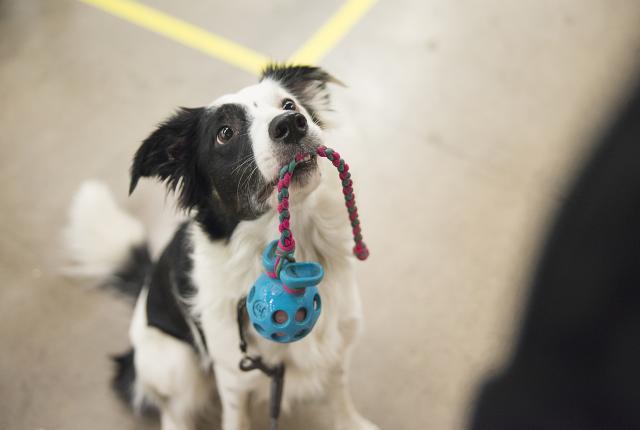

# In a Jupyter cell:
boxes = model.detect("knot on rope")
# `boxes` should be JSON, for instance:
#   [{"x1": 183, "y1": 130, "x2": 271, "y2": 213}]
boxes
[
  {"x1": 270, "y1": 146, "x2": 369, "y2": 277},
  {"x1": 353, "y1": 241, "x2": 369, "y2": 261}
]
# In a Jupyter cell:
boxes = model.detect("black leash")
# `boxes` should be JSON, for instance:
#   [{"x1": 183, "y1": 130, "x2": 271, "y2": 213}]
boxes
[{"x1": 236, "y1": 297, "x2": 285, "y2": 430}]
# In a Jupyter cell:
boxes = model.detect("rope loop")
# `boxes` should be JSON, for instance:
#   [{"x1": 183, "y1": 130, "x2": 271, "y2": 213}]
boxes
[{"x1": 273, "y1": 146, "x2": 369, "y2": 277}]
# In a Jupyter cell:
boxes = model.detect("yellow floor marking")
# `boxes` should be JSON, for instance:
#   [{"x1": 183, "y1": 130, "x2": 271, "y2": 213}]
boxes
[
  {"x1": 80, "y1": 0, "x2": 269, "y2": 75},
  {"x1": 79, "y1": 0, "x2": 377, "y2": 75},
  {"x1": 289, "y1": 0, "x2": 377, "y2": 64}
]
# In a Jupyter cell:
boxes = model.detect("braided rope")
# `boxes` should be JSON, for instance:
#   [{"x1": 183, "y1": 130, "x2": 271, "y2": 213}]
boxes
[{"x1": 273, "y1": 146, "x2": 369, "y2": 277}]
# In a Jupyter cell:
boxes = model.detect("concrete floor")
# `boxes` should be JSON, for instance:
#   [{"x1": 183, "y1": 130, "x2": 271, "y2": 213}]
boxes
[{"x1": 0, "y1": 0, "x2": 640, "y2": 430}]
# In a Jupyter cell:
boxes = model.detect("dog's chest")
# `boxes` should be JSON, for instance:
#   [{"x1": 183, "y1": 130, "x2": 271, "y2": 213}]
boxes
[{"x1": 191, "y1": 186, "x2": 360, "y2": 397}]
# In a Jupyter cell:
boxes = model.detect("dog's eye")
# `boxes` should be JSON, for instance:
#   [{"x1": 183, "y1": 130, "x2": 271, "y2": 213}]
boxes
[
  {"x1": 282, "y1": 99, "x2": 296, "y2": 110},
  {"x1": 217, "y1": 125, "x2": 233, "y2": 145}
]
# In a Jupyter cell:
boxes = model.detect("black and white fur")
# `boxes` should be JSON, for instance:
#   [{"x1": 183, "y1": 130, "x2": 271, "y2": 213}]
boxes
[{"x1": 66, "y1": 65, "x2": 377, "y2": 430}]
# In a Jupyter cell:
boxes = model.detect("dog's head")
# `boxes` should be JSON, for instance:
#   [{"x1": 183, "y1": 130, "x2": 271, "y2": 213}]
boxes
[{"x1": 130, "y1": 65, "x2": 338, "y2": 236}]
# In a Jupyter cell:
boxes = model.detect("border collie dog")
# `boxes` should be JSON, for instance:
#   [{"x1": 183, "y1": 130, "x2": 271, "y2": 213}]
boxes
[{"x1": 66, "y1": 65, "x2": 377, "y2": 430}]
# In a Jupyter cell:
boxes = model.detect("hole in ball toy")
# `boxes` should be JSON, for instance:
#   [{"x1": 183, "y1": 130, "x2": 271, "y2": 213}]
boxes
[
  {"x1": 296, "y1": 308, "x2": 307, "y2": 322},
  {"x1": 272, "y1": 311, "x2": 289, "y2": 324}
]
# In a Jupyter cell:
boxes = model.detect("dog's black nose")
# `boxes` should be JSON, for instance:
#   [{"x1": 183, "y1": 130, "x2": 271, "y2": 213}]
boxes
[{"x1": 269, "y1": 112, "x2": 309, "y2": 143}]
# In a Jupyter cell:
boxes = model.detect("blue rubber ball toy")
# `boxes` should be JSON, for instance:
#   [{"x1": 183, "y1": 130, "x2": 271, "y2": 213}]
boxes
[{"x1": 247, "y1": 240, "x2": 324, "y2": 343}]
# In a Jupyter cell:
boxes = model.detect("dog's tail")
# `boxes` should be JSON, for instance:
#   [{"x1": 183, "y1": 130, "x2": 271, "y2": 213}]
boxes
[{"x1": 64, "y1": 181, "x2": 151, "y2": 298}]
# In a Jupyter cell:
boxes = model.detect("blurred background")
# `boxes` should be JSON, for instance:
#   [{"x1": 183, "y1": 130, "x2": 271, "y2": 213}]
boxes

- EXERCISE OBJECTIVE
Without the pictures, extract every entry verbatim.

- PROBLEM SOLUTION
# In a Jupyter cell:
boxes = model.detect("knot on rope")
# `boxes` should be JSON, for instance:
#   [{"x1": 183, "y1": 130, "x2": 271, "y2": 213}]
boxes
[
  {"x1": 270, "y1": 146, "x2": 369, "y2": 277},
  {"x1": 353, "y1": 241, "x2": 369, "y2": 261}
]
# In a Jupyter cell:
boxes = model.detect("black leash")
# `boxes` should be JSON, for instance:
#   [{"x1": 183, "y1": 130, "x2": 271, "y2": 213}]
boxes
[{"x1": 236, "y1": 297, "x2": 285, "y2": 430}]
# In a Jupyter cell:
boxes = model.detect("rope loop")
# `boxes` should be JSON, for instance:
#   [{"x1": 183, "y1": 130, "x2": 271, "y2": 213}]
boxes
[{"x1": 273, "y1": 146, "x2": 369, "y2": 277}]
# In a Jupyter cell:
boxes = model.detect("yellow floor marking")
# `boxes` should be JSON, for instance:
#   [{"x1": 183, "y1": 130, "x2": 271, "y2": 213}]
boxes
[
  {"x1": 80, "y1": 0, "x2": 269, "y2": 75},
  {"x1": 79, "y1": 0, "x2": 377, "y2": 75},
  {"x1": 289, "y1": 0, "x2": 377, "y2": 64}
]
# In a Jupyter cell:
boxes = model.detect("braided rope")
# `boxes` should be JSON, for instance:
#   [{"x1": 183, "y1": 130, "x2": 271, "y2": 213}]
boxes
[{"x1": 273, "y1": 146, "x2": 369, "y2": 277}]
# In a Jupyter cell:
boxes = model.detect("concrete floor")
# `boxes` should be JSON, for instance:
#   [{"x1": 183, "y1": 130, "x2": 271, "y2": 213}]
boxes
[{"x1": 0, "y1": 0, "x2": 640, "y2": 430}]
# In a Jupyter cell:
boxes = model.detect("dog's chest")
# `boxes` should be JSON, for instance:
#   [{"x1": 183, "y1": 130, "x2": 271, "y2": 213}]
boxes
[{"x1": 191, "y1": 186, "x2": 360, "y2": 397}]
# In a Jupyter cell:
boxes = model.detect("dog's eye")
# `boxes` should be JSON, for instance:
#   [{"x1": 183, "y1": 130, "x2": 271, "y2": 213}]
boxes
[
  {"x1": 282, "y1": 99, "x2": 296, "y2": 110},
  {"x1": 217, "y1": 125, "x2": 233, "y2": 145}
]
# In a Jupyter cell:
boxes = model.detect("black and white fur")
# `boxes` should be JSON, for instance:
#   [{"x1": 183, "y1": 130, "x2": 271, "y2": 213}]
boxes
[{"x1": 66, "y1": 65, "x2": 377, "y2": 430}]
# In a Jupyter cell:
boxes = model.detect("dog's head")
# `boxes` should be JSON, for instance:
#   [{"x1": 183, "y1": 130, "x2": 271, "y2": 213}]
boxes
[{"x1": 130, "y1": 65, "x2": 338, "y2": 236}]
# In a Jupyter cell:
boxes = model.detect("border collie dog")
# `boxes` should be JSON, for instance:
#   [{"x1": 183, "y1": 130, "x2": 271, "y2": 213}]
boxes
[{"x1": 66, "y1": 65, "x2": 377, "y2": 430}]
# In a Jupyter cell:
boxes = model.detect("hole in ball toy")
# `boxes` should be JSON, for instance:
#   [{"x1": 183, "y1": 130, "x2": 271, "y2": 213}]
boxes
[
  {"x1": 296, "y1": 308, "x2": 307, "y2": 322},
  {"x1": 272, "y1": 311, "x2": 289, "y2": 324}
]
# In a Jupyter cell:
boxes = model.detect("dog's black nose")
# `boxes` should be JSON, for instance:
#   [{"x1": 183, "y1": 130, "x2": 271, "y2": 213}]
boxes
[{"x1": 269, "y1": 112, "x2": 309, "y2": 143}]
# In a Jupyter cell:
boxes = model.detect("blue rubber ball toy")
# `boxes` should be JSON, for instance:
#   [{"x1": 183, "y1": 130, "x2": 271, "y2": 213}]
boxes
[{"x1": 247, "y1": 240, "x2": 324, "y2": 343}]
# In a Jupyter cell:
boxes = model.detect("dog's tail")
# `boxes` should be JSON, for instance:
#   [{"x1": 183, "y1": 130, "x2": 271, "y2": 213}]
boxes
[{"x1": 64, "y1": 181, "x2": 151, "y2": 298}]
# In a Jupyter cell:
boxes = model.detect("blurred background")
# `boxes` should be JSON, for instance:
#   [{"x1": 183, "y1": 130, "x2": 271, "y2": 213}]
boxes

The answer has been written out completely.